> [GOAL]
Verbatim output of all the material below is required.

Coordinate labeling data:
== == ==

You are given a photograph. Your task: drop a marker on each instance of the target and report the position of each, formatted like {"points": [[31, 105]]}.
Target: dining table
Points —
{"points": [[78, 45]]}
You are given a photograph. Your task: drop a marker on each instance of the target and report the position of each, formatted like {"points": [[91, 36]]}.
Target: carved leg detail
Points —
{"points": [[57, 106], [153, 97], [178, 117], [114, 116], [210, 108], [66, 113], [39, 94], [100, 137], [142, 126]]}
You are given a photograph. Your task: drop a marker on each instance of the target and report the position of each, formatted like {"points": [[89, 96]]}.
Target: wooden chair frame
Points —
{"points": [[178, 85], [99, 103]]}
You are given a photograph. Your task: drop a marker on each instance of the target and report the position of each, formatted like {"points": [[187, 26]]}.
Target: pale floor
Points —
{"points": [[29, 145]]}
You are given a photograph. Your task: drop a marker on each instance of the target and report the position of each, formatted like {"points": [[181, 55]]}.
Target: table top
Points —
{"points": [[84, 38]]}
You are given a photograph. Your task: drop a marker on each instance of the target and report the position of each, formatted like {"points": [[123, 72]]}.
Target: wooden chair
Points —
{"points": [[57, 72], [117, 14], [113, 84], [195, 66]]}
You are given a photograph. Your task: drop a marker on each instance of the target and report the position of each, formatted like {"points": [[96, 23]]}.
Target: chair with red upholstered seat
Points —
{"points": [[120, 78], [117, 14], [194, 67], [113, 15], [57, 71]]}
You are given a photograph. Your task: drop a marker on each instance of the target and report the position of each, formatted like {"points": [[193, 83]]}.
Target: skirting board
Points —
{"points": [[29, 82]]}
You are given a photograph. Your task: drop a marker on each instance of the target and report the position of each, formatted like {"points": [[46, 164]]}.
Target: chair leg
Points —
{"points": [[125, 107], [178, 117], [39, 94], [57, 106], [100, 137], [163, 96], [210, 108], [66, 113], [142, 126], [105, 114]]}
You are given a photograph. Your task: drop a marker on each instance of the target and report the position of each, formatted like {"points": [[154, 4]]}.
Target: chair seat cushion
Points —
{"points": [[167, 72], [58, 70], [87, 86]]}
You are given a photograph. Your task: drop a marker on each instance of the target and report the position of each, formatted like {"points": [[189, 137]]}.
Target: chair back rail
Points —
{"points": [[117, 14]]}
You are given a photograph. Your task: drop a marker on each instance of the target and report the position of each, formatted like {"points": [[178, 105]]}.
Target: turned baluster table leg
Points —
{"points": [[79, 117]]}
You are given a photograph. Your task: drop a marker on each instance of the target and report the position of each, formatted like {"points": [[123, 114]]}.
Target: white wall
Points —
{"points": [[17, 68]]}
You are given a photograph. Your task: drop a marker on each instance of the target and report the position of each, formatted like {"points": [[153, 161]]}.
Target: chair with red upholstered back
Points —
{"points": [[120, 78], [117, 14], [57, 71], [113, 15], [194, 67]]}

== == ==

> [ANSWER BELOW]
You are given a photograph. Your task: drop a marker on each instance of the target and report the position of each, formatted like {"points": [[31, 105]]}.
Target: dining table
Points —
{"points": [[78, 45]]}
You are given a photograph. Your task: drop a marker on each instance of the target and report the position of each, formatted like {"points": [[91, 36]]}.
Target: carved leg detail
Points —
{"points": [[57, 106], [153, 97], [178, 117], [114, 116], [210, 108], [66, 113], [39, 94], [100, 137], [142, 126]]}
You are given a photograph. Your task: drop a marker on each instance of the target and report the position of each, formatted like {"points": [[89, 96]]}.
Target: wooden chair frame
Points —
{"points": [[178, 85], [99, 103]]}
You are given a photograph. Your task: drop a marker on each instance of the target and report the position of each, formatted like {"points": [[187, 26]]}.
Target: pale floor
Points —
{"points": [[29, 145]]}
You are given a photograph. Your task: drop a marker on each instance of the target and report the position of each, formatted like {"points": [[181, 55]]}.
Target: table top
Points —
{"points": [[84, 38]]}
You are given a photograph. Your task: drop a marker on each instance of the target and report the position of each, formatted like {"points": [[123, 72]]}.
Target: wooden chair
Points —
{"points": [[57, 72], [117, 14], [113, 84], [195, 66]]}
You are given a photograph. Your task: drop a marker on each instance of the target and report the position of each, formatted like {"points": [[96, 23]]}.
Target: chair with red upholstered seat
Points —
{"points": [[120, 78], [117, 14], [194, 67], [113, 15], [57, 71]]}
You are given a photograph. Your task: drop a marker on each instance of the target and report the position of each, formatted like {"points": [[193, 83]]}.
Target: skirting board
Points —
{"points": [[29, 82]]}
You are given a photograph. Your task: drop a marker on each instance of the target and report the position of each, formatted like {"points": [[46, 164]]}.
Target: chair leg
Points —
{"points": [[125, 107], [178, 117], [39, 94], [57, 106], [100, 137], [163, 96], [210, 108], [66, 113], [142, 126], [105, 114]]}
You are given a photograph. Your task: drop a marker on each instance of the target and report the position of each, formatted like {"points": [[154, 4]]}.
Target: chair seat cushion
Points —
{"points": [[167, 72], [58, 70], [87, 86]]}
You are given a photograph. Your task: drop a marker on each instance of the target and report the position of each, formatted like {"points": [[189, 137]]}.
Target: chair back rail
Points —
{"points": [[117, 14]]}
You are given a photograph. Your task: drop a marker on each instance of the target and report the position of each, formatted like {"points": [[178, 105]]}.
Target: turned baluster table leg
Points —
{"points": [[79, 117]]}
You are given a photograph. Your task: drop a marker on each instance of the target and report the position of each, formatted like {"points": [[123, 114]]}.
Target: white wall
Points —
{"points": [[17, 68]]}
You are given a photograph. Your task: drop a marker on each instance of the target and report the position of each, formatted like {"points": [[153, 161]]}.
Target: chair with red upholstered back
Points —
{"points": [[120, 78], [117, 14], [57, 71], [113, 15], [194, 67]]}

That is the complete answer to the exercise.